┌─ Task inputs

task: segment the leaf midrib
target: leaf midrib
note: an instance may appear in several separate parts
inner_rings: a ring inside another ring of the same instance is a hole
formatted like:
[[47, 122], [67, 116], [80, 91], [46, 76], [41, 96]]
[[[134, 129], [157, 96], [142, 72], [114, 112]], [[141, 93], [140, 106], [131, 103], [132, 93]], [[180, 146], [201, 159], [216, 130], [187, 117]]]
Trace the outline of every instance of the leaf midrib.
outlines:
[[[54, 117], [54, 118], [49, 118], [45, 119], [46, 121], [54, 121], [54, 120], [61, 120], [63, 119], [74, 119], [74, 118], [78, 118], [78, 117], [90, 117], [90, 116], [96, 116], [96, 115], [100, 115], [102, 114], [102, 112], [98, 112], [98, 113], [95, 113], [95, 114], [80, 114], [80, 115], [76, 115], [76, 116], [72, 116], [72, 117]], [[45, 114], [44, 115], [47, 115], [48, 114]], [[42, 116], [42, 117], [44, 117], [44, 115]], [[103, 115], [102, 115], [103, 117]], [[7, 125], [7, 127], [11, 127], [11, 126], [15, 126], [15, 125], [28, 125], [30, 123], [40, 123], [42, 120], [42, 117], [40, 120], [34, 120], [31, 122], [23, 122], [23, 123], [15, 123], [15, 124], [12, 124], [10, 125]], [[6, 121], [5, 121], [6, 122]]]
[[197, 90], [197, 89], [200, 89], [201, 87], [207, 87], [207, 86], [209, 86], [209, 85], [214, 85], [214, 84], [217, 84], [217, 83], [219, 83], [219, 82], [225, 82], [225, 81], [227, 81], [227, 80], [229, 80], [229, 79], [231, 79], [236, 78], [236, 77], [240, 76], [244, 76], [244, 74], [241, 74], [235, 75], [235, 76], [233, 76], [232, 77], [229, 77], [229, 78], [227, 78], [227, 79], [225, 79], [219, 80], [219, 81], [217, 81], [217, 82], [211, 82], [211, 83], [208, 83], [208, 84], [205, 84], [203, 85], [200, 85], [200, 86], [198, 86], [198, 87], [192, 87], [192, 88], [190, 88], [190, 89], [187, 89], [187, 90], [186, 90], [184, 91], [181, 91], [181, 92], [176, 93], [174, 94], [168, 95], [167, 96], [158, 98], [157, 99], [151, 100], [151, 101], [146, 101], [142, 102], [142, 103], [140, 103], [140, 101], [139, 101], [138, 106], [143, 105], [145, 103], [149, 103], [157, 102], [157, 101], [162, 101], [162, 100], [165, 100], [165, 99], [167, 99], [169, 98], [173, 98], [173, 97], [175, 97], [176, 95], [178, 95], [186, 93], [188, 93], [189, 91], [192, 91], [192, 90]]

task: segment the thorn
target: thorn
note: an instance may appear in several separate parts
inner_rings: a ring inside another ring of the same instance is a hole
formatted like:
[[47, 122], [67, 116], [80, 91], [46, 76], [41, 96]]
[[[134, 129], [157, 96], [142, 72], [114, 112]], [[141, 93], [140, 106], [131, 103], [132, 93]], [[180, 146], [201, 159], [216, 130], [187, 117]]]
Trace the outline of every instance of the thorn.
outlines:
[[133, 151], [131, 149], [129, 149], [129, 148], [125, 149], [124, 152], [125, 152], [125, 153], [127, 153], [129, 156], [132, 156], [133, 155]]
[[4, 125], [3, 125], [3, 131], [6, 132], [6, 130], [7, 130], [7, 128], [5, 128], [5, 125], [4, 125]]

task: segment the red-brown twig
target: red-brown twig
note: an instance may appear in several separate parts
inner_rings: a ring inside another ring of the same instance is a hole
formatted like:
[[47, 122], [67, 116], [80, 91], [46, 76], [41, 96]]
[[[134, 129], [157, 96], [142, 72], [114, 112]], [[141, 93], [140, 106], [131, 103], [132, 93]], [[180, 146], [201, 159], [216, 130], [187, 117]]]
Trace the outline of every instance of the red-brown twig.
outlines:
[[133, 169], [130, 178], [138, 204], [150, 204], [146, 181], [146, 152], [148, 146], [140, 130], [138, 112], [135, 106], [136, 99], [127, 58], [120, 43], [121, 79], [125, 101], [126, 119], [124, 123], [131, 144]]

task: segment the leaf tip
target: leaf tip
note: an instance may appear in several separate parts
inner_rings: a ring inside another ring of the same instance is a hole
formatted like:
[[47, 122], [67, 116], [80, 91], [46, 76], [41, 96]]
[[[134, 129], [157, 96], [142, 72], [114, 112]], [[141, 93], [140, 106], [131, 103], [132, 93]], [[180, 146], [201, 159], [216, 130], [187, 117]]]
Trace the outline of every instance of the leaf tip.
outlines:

└─

> [Exercise]: Swap "red-brown twig" for "reddish twig" everywhere in the records above, leaving every other line unchanged.

> [Task answer]:
task: segment the leaf midrib
target: leaf midrib
note: an instance may appear in several separate parts
inner_rings: a ring inside another ring of the same instance is a hole
formatted like:
[[47, 122], [67, 116], [80, 91], [46, 76], [41, 96]]
[[[134, 129], [157, 96], [142, 72], [114, 112]], [[141, 93], [140, 106], [131, 103], [132, 93]], [[180, 146], [201, 159], [216, 130], [187, 117]]]
Trace the outline of every instance of the leaf midrib.
outlines:
[[[54, 117], [54, 118], [49, 118], [45, 119], [46, 121], [54, 121], [54, 120], [61, 120], [63, 119], [74, 119], [74, 118], [78, 118], [78, 117], [90, 117], [90, 116], [96, 116], [96, 115], [100, 115], [102, 114], [102, 112], [98, 112], [98, 113], [95, 113], [95, 114], [80, 114], [80, 115], [76, 115], [76, 116], [72, 116], [72, 117]], [[45, 114], [44, 115], [47, 115], [48, 114]], [[42, 116], [42, 117], [44, 117], [44, 115]], [[103, 115], [102, 115], [103, 117]], [[7, 125], [7, 127], [11, 127], [11, 126], [15, 126], [15, 125], [28, 125], [30, 123], [40, 123], [42, 120], [42, 117], [40, 120], [34, 120], [31, 122], [23, 122], [23, 123], [15, 123], [15, 124], [12, 124], [10, 125]], [[6, 121], [5, 121], [6, 122]]]
[[197, 90], [197, 89], [200, 89], [201, 87], [207, 87], [207, 86], [209, 86], [209, 85], [214, 85], [214, 84], [217, 84], [217, 83], [219, 83], [219, 82], [225, 82], [225, 81], [227, 81], [227, 80], [229, 80], [229, 79], [231, 79], [236, 78], [236, 77], [240, 76], [244, 76], [244, 74], [241, 74], [235, 75], [235, 76], [233, 76], [232, 77], [229, 77], [229, 78], [227, 78], [227, 79], [225, 79], [219, 80], [219, 81], [217, 81], [217, 82], [211, 82], [211, 83], [208, 83], [208, 84], [205, 84], [203, 85], [200, 85], [200, 86], [198, 86], [198, 87], [192, 87], [192, 88], [190, 88], [190, 89], [187, 89], [187, 90], [186, 90], [184, 91], [181, 91], [181, 92], [176, 93], [174, 94], [168, 95], [167, 96], [158, 98], [157, 99], [151, 100], [151, 101], [146, 101], [142, 102], [142, 103], [140, 103], [140, 101], [139, 101], [138, 106], [143, 105], [145, 103], [149, 103], [157, 102], [157, 101], [162, 101], [162, 100], [165, 100], [165, 99], [167, 99], [169, 98], [173, 98], [173, 97], [175, 97], [176, 95], [178, 95], [186, 93], [188, 93], [189, 91], [192, 91], [192, 90]]

task: segment the thorn
target: thorn
note: an instance may appear in several separate parts
inner_rings: a ring inside another ring of the same instance is a hole
formatted like:
[[47, 122], [67, 116], [80, 91], [46, 76], [41, 96]]
[[[134, 129], [157, 96], [142, 72], [114, 112]], [[141, 93], [140, 106], [131, 103], [132, 93]], [[180, 146], [201, 159], [216, 130], [187, 117]]]
Trace the outline of every instance of the thorn.
outlines:
[[133, 151], [131, 149], [129, 149], [129, 148], [125, 149], [124, 152], [125, 152], [125, 153], [127, 153], [129, 156], [132, 156], [133, 155]]
[[4, 125], [3, 125], [3, 131], [6, 132], [6, 130], [7, 130], [7, 128], [5, 128], [5, 125], [4, 125]]

task: segment the reddish twig
target: reddish twig
note: an instance may appear in several separate parts
inner_rings: a ring inside another ring of the same instance is a hole
formatted like:
[[47, 122], [67, 116], [80, 91], [46, 76], [41, 96]]
[[[134, 129], [157, 96], [142, 72], [114, 112]], [[141, 93], [140, 106], [131, 103], [132, 93]], [[180, 146], [201, 159], [216, 130], [187, 117]]]
Trace the outline of every instance of the reddish twig.
outlines:
[[133, 169], [130, 178], [138, 204], [150, 204], [146, 181], [146, 152], [148, 146], [140, 130], [138, 112], [135, 106], [136, 99], [127, 58], [120, 43], [121, 79], [125, 101], [126, 119], [124, 123], [131, 144]]

task: segment the leaf tip
target: leaf tip
note: an instance may appear in several separate parts
inner_rings: a ring inside another ring of the same instance is a hole
formatted like:
[[47, 122], [67, 116], [80, 91], [46, 76], [41, 96]]
[[[134, 129], [157, 96], [142, 72], [114, 112]], [[141, 93], [140, 106], [131, 103], [132, 93]], [[180, 146], [201, 159], [216, 130], [187, 117]]]
Trace the outline of every instance of the leaf tip.
outlines:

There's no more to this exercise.